# [Stated problem]
Transcribe the portion of the PHB numbering patch thread starting at "I think for" and ending at "32-bit property (reg).".

# [Excerpted text]
▼
I think for now I'm going to apply this, and we'll work out something
else later.

cheers
Guilherme G. Piccoli Aug. 9, 2016, 2:26 a.m. UTC | #4
On 08/08/2016 09:32 PM, Michael Ellerman wrote:
> "Guilherme G. Piccoli" <gpiccoli@linux.vnet.ibm.com> writes:
>
>> On 08/07/2016 08:48 PM, Gavin Shan wrote:
>>> On Fri, Aug 05, 2016 at 04:40:56PM +1000, Michael Ellerman wrote:
>>>> The recent commit 63a72284b159 ("powerpc/pci: Assign fixed PHB number
>>>> based on device-tree properties"), added code to read a 64-bit property
>>> >from the device tree, and if not found read a 32-bit property (reg).
>>>>
>>>> There was a bug in the 32-bit case, on big endian machines, due to the
>>>> use of the 64-bit value to read the 32-bit property. The cast of &prop
>>>> means we end up writing to the high 32-bit of prop, leaving the low
>>>> 32-bits containing whatever junk was on the stack.
>>>>
>>>> If that junk value was non-zero, and < MAX_PHBS, we would end up using
>>>> it as the PHB id.
>>>>
>>>> This exposed a second problem, which is that Xorg can't cope with a
>>>> domain number > 256.
>>>>
>>>> So for now drop the fallback to reg, and only use "ibm,opal-phbid" for
>>>> PHB numbering.
>>>>
>>>> Fixes: 63a72284b159 ("powerpc/pci: Assign fixed PHB number based on device-tree properties")
>>>> Signed-off-by: Michael Ellerman <mpe@ellerman.id.au>
>>>> ---
>>>> arch/powerpc/kernel/pci-common.c | 24 +++++++++---------------
>>>> 1 file changed, 9 insertions(+), 15 deletions(-)
>>>>
>>>>
>>>> This is my bad. Guilherme limited the reg case to pseries only, but I made it
>>>> generic. I tested it on G5, Cell etc. which all booted - but that's not really
>>>> a good enough test.
▲
# [Extracted material]
▼
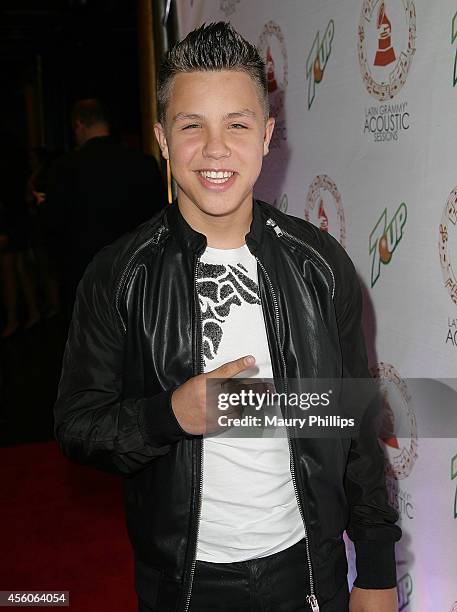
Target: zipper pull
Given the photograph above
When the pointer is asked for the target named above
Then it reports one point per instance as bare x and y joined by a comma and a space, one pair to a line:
275, 226
311, 599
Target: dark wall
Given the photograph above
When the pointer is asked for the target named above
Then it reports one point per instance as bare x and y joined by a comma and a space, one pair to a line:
67, 50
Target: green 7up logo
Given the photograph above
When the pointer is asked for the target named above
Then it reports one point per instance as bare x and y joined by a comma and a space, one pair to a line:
384, 239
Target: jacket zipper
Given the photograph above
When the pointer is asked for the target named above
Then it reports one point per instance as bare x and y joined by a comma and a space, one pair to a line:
200, 484
280, 232
311, 599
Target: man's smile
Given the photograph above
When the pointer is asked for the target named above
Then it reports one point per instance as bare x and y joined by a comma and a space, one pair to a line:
216, 179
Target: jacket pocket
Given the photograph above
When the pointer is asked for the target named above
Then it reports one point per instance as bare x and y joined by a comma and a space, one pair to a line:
147, 582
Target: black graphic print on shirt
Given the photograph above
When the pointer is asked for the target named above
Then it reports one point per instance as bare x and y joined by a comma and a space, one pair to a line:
219, 288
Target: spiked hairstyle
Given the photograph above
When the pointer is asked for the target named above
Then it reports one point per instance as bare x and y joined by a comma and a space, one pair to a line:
213, 47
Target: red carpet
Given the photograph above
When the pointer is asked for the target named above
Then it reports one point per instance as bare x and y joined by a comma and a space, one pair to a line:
62, 528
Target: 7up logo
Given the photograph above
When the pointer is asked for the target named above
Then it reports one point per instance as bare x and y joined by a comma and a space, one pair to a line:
384, 239
317, 60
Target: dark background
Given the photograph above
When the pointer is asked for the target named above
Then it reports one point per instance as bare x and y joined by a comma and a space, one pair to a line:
53, 52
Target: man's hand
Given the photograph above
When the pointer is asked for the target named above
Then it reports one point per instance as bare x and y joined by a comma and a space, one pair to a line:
196, 413
373, 600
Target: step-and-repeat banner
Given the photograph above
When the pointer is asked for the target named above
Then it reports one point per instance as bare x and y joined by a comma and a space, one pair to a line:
365, 147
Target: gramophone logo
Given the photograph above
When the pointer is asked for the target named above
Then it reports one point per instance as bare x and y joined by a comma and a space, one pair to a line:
401, 454
228, 7
447, 242
273, 50
384, 239
404, 591
386, 45
324, 207
454, 476
317, 60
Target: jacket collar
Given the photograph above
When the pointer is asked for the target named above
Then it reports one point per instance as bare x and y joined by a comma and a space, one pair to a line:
195, 241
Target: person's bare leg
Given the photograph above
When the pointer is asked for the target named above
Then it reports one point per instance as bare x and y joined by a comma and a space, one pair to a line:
8, 267
28, 288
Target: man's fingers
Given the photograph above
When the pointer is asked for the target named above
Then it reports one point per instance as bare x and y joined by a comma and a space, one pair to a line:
232, 368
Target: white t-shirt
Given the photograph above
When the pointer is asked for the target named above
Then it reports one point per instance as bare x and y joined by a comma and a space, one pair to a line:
249, 509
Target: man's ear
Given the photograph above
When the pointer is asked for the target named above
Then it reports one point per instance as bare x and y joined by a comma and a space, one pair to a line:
269, 127
161, 139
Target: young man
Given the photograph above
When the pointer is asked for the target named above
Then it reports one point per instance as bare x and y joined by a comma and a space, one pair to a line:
229, 524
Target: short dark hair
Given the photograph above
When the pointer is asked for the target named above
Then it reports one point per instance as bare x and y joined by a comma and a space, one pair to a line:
216, 46
89, 111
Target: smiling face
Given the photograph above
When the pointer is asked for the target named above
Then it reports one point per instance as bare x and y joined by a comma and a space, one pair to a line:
215, 137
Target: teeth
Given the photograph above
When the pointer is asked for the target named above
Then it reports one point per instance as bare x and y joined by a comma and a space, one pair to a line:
216, 177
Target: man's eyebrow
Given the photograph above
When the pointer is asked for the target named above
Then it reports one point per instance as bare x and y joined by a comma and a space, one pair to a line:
184, 116
245, 112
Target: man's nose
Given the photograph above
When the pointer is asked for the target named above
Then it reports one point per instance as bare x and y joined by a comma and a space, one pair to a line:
216, 146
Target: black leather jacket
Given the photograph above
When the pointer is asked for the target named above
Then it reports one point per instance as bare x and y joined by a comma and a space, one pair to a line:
135, 336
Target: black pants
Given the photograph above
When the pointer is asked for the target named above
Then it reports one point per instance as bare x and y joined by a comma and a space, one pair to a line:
277, 583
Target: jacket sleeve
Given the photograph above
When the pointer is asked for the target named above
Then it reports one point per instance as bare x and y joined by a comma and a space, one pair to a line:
95, 424
372, 521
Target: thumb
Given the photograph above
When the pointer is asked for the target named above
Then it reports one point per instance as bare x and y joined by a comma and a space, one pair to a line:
231, 368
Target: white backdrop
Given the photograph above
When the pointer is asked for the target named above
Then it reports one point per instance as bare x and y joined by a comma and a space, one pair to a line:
365, 147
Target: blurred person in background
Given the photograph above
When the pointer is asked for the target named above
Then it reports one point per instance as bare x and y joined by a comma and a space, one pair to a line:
96, 193
15, 237
46, 273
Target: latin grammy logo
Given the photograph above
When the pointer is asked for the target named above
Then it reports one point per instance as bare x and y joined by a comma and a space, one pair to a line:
385, 54
322, 216
272, 84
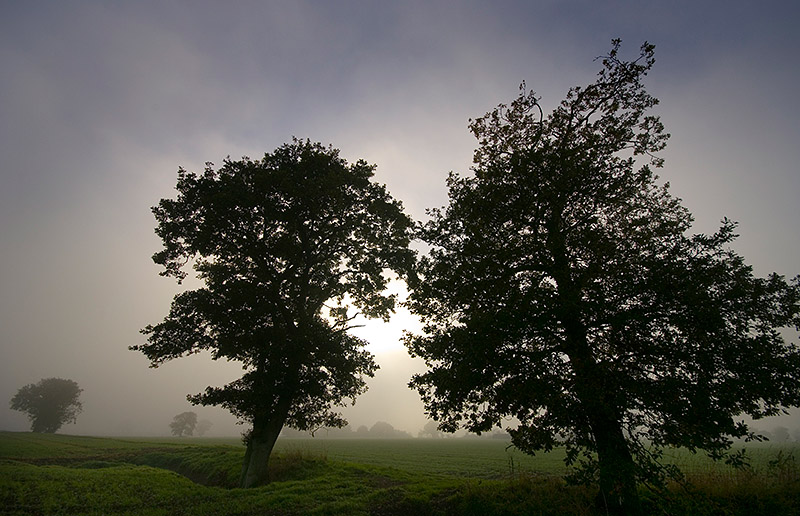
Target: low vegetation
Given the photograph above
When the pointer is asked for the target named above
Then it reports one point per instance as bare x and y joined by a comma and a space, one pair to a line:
58, 474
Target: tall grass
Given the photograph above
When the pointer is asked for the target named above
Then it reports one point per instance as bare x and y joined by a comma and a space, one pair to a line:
78, 475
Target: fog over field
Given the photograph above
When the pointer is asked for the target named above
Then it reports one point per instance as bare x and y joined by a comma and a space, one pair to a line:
101, 102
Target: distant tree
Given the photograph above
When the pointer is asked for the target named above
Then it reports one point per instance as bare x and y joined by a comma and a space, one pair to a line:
563, 290
183, 424
203, 426
284, 246
50, 403
430, 430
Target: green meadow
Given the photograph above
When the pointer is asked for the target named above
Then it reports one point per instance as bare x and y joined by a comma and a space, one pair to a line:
66, 475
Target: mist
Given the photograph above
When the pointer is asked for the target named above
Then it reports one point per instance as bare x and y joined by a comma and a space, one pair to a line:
101, 103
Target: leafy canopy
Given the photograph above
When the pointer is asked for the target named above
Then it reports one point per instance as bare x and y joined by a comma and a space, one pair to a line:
50, 403
563, 290
284, 245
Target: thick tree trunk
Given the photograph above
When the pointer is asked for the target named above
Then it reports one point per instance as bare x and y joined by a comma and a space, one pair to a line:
266, 429
618, 494
255, 468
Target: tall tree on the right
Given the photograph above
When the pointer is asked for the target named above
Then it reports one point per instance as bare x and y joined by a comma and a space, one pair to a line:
563, 289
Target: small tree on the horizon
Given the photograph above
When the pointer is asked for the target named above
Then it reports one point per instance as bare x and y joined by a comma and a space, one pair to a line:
49, 403
563, 289
203, 426
183, 424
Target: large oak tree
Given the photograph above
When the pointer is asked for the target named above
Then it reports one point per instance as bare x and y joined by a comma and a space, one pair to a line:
283, 245
563, 290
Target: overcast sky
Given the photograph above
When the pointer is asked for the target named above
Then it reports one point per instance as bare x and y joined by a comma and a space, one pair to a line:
101, 102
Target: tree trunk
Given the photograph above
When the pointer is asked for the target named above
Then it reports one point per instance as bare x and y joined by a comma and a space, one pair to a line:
255, 468
266, 429
618, 494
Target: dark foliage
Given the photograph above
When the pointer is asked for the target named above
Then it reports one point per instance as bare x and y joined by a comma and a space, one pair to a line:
284, 246
50, 403
563, 290
183, 424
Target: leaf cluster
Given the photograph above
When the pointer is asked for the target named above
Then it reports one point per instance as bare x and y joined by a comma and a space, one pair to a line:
565, 235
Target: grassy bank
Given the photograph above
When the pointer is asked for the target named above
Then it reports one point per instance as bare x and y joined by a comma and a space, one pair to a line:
56, 474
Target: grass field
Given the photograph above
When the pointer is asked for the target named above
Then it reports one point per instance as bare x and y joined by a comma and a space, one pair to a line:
58, 474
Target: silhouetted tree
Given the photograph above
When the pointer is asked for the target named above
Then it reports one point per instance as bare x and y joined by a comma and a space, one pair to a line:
562, 289
203, 426
183, 424
430, 430
50, 403
284, 246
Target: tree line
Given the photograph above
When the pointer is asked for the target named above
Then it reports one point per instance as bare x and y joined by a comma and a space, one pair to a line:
562, 290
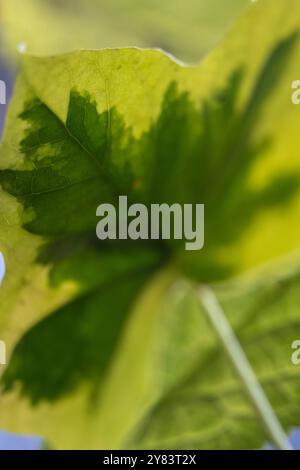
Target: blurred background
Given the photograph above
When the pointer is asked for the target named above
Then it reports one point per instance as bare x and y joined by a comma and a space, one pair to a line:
188, 29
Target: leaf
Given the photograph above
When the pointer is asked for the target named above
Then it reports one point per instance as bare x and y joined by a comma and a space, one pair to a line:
86, 127
193, 400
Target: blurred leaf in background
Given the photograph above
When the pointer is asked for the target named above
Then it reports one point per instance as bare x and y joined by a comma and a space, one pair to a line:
188, 29
83, 320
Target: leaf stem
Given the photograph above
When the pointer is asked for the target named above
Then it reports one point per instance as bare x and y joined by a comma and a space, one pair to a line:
243, 368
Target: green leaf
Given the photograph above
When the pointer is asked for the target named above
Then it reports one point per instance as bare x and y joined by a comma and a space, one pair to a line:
86, 127
192, 399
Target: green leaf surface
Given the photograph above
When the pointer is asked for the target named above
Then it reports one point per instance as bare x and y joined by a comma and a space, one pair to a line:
87, 127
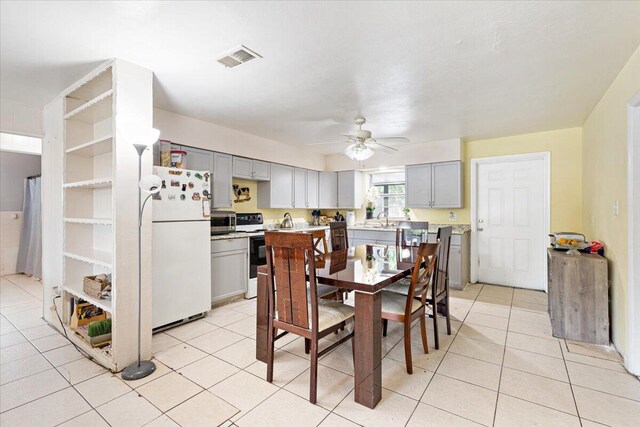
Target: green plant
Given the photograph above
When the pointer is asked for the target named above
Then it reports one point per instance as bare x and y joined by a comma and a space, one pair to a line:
101, 327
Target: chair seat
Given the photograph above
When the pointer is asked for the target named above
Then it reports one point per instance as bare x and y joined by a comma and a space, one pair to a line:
331, 313
323, 290
401, 287
394, 303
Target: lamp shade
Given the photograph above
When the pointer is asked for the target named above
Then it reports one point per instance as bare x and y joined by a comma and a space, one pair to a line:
150, 184
359, 152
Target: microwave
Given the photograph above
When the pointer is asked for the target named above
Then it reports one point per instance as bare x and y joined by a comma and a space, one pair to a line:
223, 222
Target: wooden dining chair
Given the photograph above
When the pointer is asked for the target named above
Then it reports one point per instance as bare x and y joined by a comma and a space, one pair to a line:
320, 249
339, 236
406, 309
294, 310
439, 299
410, 232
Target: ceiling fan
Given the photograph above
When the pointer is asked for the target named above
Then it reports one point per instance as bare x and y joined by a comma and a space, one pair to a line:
362, 143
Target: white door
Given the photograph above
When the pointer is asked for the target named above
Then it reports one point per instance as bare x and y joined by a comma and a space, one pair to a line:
511, 226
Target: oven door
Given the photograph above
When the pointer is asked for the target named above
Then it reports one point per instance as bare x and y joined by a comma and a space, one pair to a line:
257, 255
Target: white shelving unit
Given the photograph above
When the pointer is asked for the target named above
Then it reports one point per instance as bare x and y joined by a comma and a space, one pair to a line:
99, 204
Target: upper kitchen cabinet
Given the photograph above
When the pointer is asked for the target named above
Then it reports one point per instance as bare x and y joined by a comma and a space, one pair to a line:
447, 185
434, 185
277, 193
222, 180
299, 188
199, 160
327, 190
350, 189
251, 169
305, 189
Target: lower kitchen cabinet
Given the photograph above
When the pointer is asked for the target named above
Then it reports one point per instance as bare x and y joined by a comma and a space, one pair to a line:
229, 268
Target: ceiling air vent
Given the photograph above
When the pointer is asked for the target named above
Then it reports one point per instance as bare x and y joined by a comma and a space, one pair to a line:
237, 56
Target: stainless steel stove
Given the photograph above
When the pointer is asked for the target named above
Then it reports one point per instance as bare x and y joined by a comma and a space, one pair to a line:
251, 223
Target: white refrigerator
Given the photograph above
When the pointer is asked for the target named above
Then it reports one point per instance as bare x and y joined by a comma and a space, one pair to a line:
181, 246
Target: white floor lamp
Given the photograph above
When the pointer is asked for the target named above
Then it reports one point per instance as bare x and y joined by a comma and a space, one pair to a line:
149, 185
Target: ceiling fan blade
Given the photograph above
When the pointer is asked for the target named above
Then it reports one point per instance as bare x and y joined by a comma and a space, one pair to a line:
385, 148
394, 139
329, 143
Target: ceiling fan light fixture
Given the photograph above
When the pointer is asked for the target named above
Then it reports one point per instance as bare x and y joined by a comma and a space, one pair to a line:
358, 152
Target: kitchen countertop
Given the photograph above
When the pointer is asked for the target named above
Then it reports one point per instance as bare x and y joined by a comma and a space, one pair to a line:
433, 228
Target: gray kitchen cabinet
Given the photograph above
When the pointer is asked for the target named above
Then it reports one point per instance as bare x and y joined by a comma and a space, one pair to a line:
251, 169
312, 189
222, 180
434, 185
261, 170
328, 190
198, 159
350, 189
242, 168
418, 186
447, 190
277, 193
229, 268
299, 188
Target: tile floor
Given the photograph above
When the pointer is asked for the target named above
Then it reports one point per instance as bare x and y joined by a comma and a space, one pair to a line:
501, 366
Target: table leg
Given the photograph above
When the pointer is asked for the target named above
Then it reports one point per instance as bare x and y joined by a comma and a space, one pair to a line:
368, 349
262, 318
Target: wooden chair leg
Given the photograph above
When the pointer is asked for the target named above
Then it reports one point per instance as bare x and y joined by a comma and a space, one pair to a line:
423, 332
435, 325
270, 350
448, 315
407, 346
313, 383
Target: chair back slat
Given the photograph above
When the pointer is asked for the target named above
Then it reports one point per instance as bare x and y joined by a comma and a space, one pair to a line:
441, 279
421, 276
287, 257
339, 236
406, 230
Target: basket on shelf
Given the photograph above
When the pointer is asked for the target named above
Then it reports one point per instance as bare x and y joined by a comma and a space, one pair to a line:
94, 285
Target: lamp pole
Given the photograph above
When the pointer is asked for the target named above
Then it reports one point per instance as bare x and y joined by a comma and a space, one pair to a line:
142, 368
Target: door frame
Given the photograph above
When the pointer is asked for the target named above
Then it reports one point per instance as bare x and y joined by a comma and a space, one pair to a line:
632, 361
475, 163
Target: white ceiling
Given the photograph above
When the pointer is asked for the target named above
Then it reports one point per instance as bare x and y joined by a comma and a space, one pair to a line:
429, 71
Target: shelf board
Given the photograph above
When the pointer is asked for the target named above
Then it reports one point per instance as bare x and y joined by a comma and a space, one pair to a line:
93, 148
93, 111
90, 183
104, 304
102, 357
91, 256
94, 221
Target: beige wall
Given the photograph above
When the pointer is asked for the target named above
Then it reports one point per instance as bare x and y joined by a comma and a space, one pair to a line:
10, 226
604, 182
197, 133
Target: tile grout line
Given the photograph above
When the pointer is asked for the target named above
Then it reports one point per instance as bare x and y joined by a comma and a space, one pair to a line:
504, 351
445, 353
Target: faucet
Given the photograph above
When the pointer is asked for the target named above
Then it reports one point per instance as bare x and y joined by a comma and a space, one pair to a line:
386, 215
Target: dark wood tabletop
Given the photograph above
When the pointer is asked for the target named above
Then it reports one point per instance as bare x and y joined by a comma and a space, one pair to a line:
367, 270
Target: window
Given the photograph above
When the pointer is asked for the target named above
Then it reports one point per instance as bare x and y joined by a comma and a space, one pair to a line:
390, 185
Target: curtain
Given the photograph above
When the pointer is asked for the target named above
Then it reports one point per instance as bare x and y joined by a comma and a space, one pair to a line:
30, 250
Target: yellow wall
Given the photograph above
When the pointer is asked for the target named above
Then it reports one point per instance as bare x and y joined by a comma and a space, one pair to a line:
269, 215
566, 172
604, 181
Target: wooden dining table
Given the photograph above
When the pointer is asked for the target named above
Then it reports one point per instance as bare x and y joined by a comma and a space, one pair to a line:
366, 270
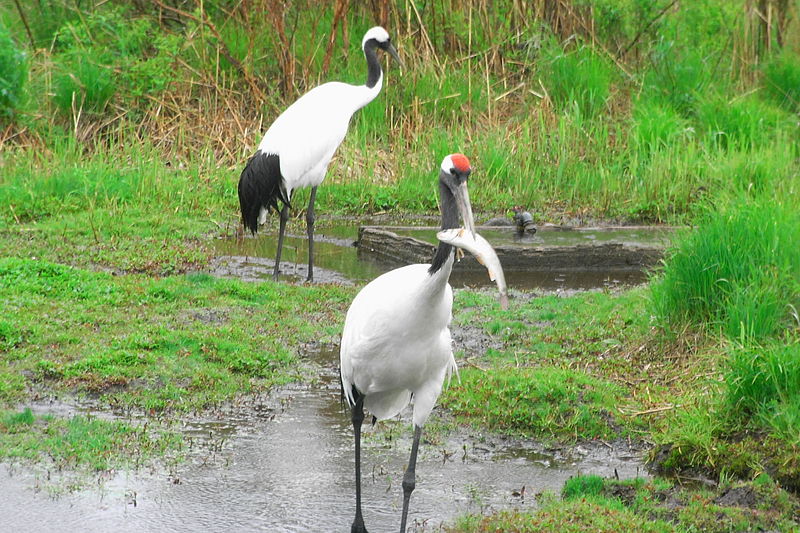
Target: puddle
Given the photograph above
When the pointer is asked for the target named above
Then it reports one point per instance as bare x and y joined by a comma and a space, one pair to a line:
339, 261
289, 468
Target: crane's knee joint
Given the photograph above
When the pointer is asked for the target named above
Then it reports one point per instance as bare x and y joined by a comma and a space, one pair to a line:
409, 482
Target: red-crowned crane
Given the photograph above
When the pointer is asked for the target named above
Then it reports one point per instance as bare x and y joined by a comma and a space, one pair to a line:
298, 146
396, 341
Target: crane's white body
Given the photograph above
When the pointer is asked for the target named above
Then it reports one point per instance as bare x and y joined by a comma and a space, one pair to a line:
306, 135
396, 341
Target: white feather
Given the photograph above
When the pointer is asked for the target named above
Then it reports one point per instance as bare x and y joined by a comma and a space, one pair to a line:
306, 135
396, 341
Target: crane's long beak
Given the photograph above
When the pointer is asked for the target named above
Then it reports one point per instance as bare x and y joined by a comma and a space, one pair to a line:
464, 207
392, 50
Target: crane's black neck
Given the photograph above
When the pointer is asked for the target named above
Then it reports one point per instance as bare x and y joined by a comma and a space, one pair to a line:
449, 221
373, 65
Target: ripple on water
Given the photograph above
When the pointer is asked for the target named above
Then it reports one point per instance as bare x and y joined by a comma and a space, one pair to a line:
295, 474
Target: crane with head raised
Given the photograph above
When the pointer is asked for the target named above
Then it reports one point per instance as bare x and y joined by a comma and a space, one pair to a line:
396, 344
297, 148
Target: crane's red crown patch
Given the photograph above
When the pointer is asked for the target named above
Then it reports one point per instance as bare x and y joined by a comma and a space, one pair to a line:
461, 162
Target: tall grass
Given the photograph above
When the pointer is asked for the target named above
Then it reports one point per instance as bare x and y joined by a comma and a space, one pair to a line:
763, 381
13, 74
739, 270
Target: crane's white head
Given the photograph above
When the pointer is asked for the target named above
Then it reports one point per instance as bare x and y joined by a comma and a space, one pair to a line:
379, 38
455, 171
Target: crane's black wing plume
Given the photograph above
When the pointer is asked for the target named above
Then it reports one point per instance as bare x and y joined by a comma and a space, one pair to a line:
260, 185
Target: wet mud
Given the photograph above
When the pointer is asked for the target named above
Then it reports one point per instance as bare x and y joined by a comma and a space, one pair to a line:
286, 464
552, 259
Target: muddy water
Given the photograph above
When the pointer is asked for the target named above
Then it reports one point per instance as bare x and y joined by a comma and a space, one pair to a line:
286, 466
338, 261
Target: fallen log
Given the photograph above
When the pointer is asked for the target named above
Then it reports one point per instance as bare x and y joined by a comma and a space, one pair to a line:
397, 250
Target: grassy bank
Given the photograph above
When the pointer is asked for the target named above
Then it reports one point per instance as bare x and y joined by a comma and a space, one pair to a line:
593, 113
124, 130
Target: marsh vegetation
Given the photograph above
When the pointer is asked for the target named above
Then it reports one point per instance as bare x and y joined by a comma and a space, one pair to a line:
123, 129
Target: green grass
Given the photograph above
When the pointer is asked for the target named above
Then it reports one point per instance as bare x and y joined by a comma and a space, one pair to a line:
13, 74
546, 402
591, 503
146, 343
103, 212
82, 442
763, 381
738, 271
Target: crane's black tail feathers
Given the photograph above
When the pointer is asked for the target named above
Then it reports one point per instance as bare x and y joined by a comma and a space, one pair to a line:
260, 186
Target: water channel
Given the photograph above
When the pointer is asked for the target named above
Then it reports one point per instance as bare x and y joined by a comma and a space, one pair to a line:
285, 463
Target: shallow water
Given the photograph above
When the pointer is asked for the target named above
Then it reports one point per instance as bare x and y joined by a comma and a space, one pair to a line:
288, 467
338, 260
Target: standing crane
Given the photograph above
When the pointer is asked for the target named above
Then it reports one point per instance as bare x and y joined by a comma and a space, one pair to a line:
396, 344
298, 146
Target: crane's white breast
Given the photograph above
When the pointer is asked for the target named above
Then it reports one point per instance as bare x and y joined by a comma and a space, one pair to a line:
396, 334
306, 135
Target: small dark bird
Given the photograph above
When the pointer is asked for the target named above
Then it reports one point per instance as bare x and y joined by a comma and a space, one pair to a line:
523, 220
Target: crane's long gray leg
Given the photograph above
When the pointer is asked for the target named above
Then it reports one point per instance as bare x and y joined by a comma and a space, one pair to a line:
310, 227
409, 478
358, 418
281, 231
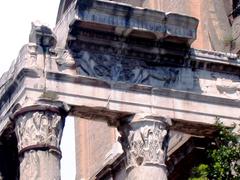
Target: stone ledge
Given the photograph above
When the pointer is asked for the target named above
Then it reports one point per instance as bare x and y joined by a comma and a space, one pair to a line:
127, 20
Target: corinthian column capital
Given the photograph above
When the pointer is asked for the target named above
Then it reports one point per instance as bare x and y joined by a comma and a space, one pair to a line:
39, 130
145, 142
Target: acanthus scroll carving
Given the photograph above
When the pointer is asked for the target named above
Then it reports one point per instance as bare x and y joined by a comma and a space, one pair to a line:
42, 128
145, 143
121, 68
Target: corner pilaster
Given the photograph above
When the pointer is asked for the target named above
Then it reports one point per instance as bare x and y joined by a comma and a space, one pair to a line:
145, 142
39, 131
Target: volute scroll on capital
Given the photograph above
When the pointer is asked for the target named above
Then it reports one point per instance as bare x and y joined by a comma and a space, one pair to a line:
145, 142
39, 128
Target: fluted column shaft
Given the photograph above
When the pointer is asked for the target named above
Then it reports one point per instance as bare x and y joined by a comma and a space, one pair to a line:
145, 143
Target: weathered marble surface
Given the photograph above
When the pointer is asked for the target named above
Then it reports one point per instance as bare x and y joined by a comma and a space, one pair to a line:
39, 135
145, 141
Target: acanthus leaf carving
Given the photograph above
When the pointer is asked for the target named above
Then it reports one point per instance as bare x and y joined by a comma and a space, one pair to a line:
39, 128
145, 143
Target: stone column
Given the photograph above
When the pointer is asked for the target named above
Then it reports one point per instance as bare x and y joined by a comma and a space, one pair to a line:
145, 142
39, 132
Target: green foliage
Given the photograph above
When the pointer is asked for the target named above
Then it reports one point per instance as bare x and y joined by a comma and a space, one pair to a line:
223, 158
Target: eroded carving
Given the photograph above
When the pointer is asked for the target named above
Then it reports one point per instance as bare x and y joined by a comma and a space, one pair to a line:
145, 143
39, 128
119, 68
39, 134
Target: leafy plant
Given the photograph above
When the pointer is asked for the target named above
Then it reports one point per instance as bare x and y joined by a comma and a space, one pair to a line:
223, 158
▲
# [The response]
I think for now I'm going to apply this, and we'll work out something
else later.

cheers
Guilherme G. Piccoli Aug. 9, 2016, 2:26 a.m. UTC | #4
On 08/08/2016 09:32 PM, Michael Ellerman wrote:
> "Guilherme G. Piccoli" <gpiccoli@linux.vnet.ibm.com> writes:
>
>> On 08/07/2016 08:48 PM, Gavin Shan wrote:
>>> On Fri, Aug 05, 2016 at 04:40:56PM +1000, Michael Ellerman wrote:
>>>> The recent commit 63a72284b159 ("powerpc/pci: Assign fixed PHB number
>>>> based on device-tree properties"), added code to read a 64-bit property
>>> >from the device tree, and if not found read a 32-bit property (reg).